* [SET TASK]: Copy the material below line for line without changing anything, but leave out the pictures.

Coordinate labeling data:
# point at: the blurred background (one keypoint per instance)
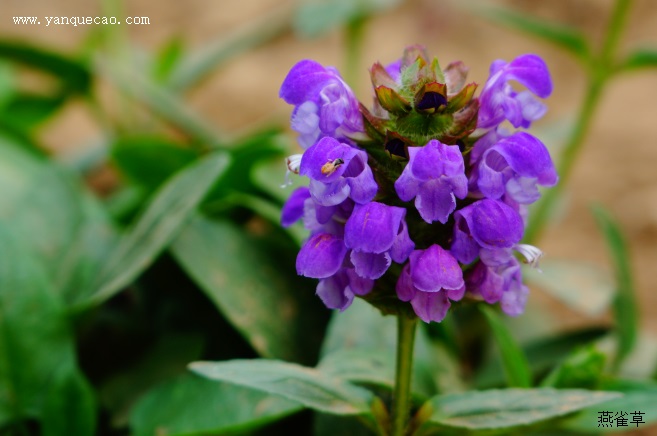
(205, 72)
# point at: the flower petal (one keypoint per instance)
(321, 256)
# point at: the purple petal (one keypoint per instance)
(434, 269)
(326, 151)
(293, 207)
(435, 201)
(405, 289)
(373, 227)
(430, 306)
(335, 292)
(370, 265)
(403, 246)
(321, 256)
(302, 80)
(493, 224)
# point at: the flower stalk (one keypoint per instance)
(401, 399)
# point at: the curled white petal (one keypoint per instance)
(293, 163)
(531, 254)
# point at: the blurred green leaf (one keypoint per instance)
(625, 305)
(162, 219)
(583, 369)
(240, 274)
(75, 76)
(54, 215)
(35, 337)
(25, 110)
(70, 407)
(515, 362)
(167, 59)
(305, 385)
(245, 156)
(542, 354)
(369, 338)
(149, 161)
(638, 396)
(640, 58)
(506, 409)
(192, 405)
(195, 67)
(316, 17)
(584, 287)
(566, 37)
(166, 359)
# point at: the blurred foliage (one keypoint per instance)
(106, 299)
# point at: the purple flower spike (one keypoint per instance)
(337, 171)
(434, 175)
(321, 256)
(515, 165)
(498, 100)
(338, 291)
(377, 234)
(429, 281)
(485, 224)
(294, 206)
(324, 103)
(501, 283)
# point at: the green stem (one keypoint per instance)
(401, 399)
(599, 72)
(355, 31)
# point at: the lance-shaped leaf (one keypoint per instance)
(305, 385)
(506, 409)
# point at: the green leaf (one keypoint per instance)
(167, 358)
(297, 383)
(63, 225)
(316, 17)
(584, 287)
(516, 367)
(638, 396)
(167, 59)
(26, 110)
(259, 295)
(640, 58)
(563, 36)
(192, 405)
(583, 369)
(149, 162)
(70, 407)
(163, 218)
(626, 313)
(542, 354)
(360, 343)
(504, 409)
(35, 339)
(75, 76)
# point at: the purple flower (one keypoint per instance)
(377, 235)
(338, 291)
(324, 104)
(429, 281)
(485, 224)
(337, 171)
(500, 283)
(513, 166)
(434, 175)
(498, 101)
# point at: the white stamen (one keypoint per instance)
(293, 163)
(531, 254)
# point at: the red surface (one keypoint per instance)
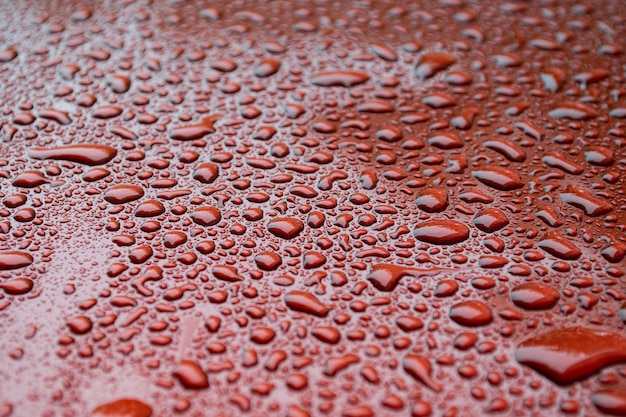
(312, 209)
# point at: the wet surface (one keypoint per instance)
(343, 209)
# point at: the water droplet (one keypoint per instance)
(286, 228)
(534, 296)
(441, 232)
(471, 313)
(125, 407)
(191, 375)
(305, 302)
(14, 260)
(570, 354)
(339, 78)
(499, 178)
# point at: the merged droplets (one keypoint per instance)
(82, 154)
(430, 64)
(338, 213)
(441, 232)
(534, 296)
(502, 179)
(570, 354)
(339, 78)
(471, 313)
(191, 375)
(286, 228)
(126, 407)
(14, 260)
(123, 193)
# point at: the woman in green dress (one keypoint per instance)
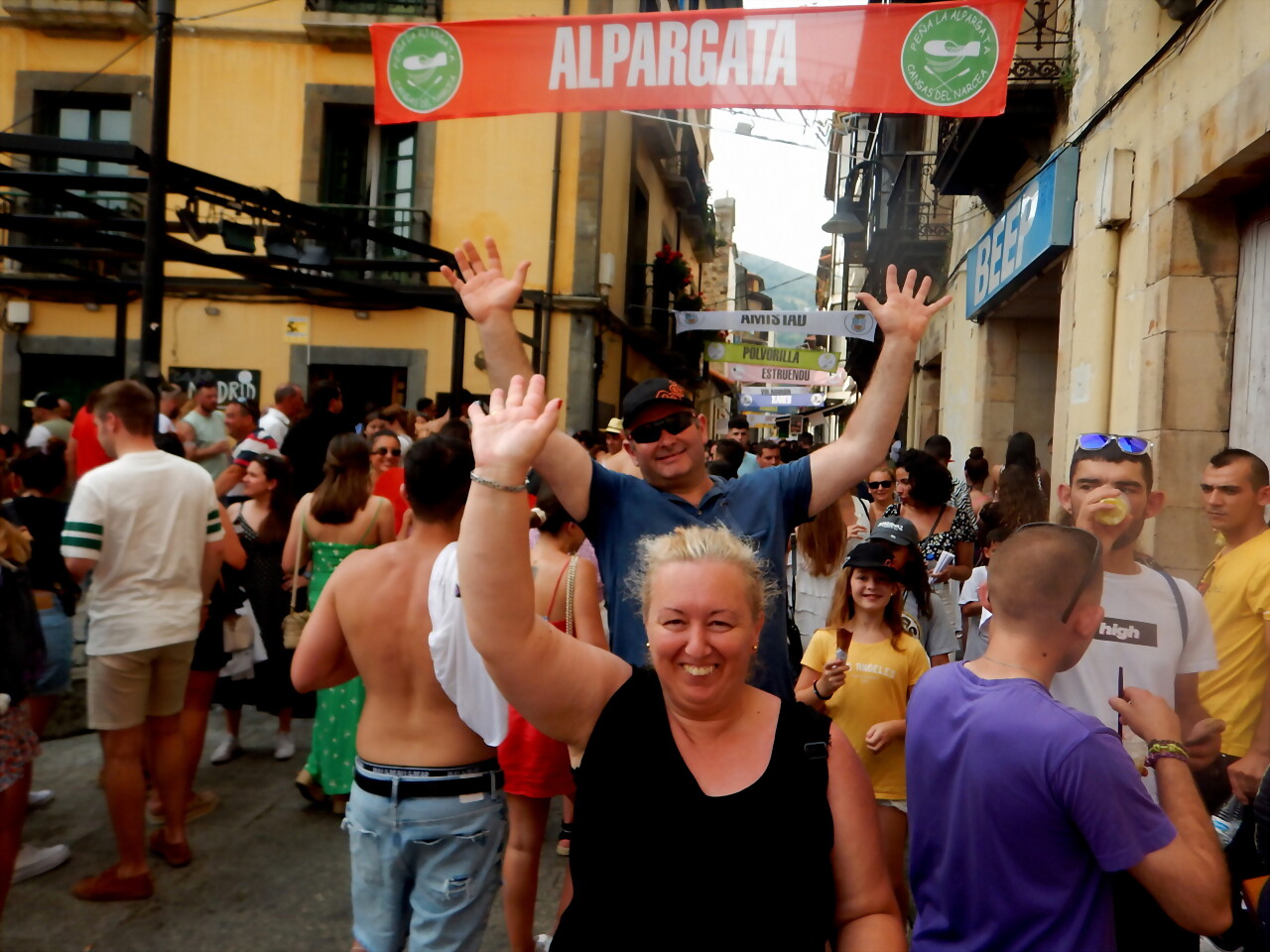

* [COMPLETED TASK]:
# point at: the blurred background (one keypoint per instance)
(205, 72)
# point at: the flower petal (one keypoint per instance)
(321, 256)
# point at: the purple petal (one keypoint per instance)
(434, 269)
(326, 151)
(293, 207)
(435, 201)
(405, 289)
(373, 227)
(430, 306)
(335, 292)
(370, 265)
(403, 246)
(321, 256)
(302, 80)
(493, 224)
# point at: the flower stalk (one keypoint per instance)
(401, 399)
# point at: the curled white petal (one keypoint per instance)
(293, 163)
(531, 254)
# point at: the blurred green leaf (one keypoint per instance)
(625, 305)
(162, 219)
(583, 369)
(240, 274)
(75, 76)
(54, 215)
(35, 337)
(25, 110)
(70, 407)
(515, 362)
(167, 59)
(305, 385)
(245, 156)
(542, 354)
(369, 338)
(149, 161)
(638, 396)
(640, 58)
(506, 409)
(192, 405)
(195, 67)
(316, 17)
(584, 287)
(566, 37)
(166, 359)
# point at: the blurred foliage (one keypoint per instance)
(106, 299)
# point at: the purple flower spike (one keypoint per instance)
(337, 171)
(434, 175)
(321, 256)
(515, 165)
(498, 100)
(338, 291)
(377, 234)
(429, 281)
(485, 224)
(294, 206)
(324, 103)
(501, 283)
# point at: the green stem (one keypoint per instance)
(401, 399)
(599, 72)
(355, 31)
# point at: the lance-shaped leaf (one keypoint per instance)
(305, 385)
(506, 409)
# point at: the green leaf (one keypoint per instance)
(167, 358)
(297, 383)
(63, 225)
(316, 17)
(584, 287)
(516, 367)
(638, 396)
(167, 59)
(26, 110)
(259, 295)
(640, 58)
(563, 36)
(192, 405)
(583, 369)
(149, 162)
(70, 407)
(163, 218)
(626, 313)
(542, 354)
(360, 343)
(504, 409)
(35, 339)
(75, 76)
# point at: the purple flower (one keypoint per instance)
(377, 235)
(338, 291)
(324, 104)
(429, 281)
(485, 224)
(337, 171)
(500, 283)
(513, 166)
(434, 175)
(498, 101)
# point at: the white stamen (one keypoint per instance)
(293, 163)
(531, 254)
# point at: the red surface (one keypoint per instance)
(312, 209)
# point at: the wet surface (one keypoint per instance)
(343, 209)
# point at: the water droplet (one keypoint per instance)
(286, 228)
(534, 296)
(441, 232)
(471, 313)
(125, 407)
(191, 375)
(305, 302)
(14, 260)
(570, 354)
(339, 78)
(499, 178)
# point at: the merged droplets (one keypoint per instance)
(82, 154)
(430, 64)
(338, 213)
(441, 232)
(534, 296)
(502, 179)
(570, 354)
(339, 78)
(471, 313)
(191, 375)
(286, 228)
(126, 407)
(14, 260)
(123, 193)
# point at: the woman in green dress (one keypoint per instance)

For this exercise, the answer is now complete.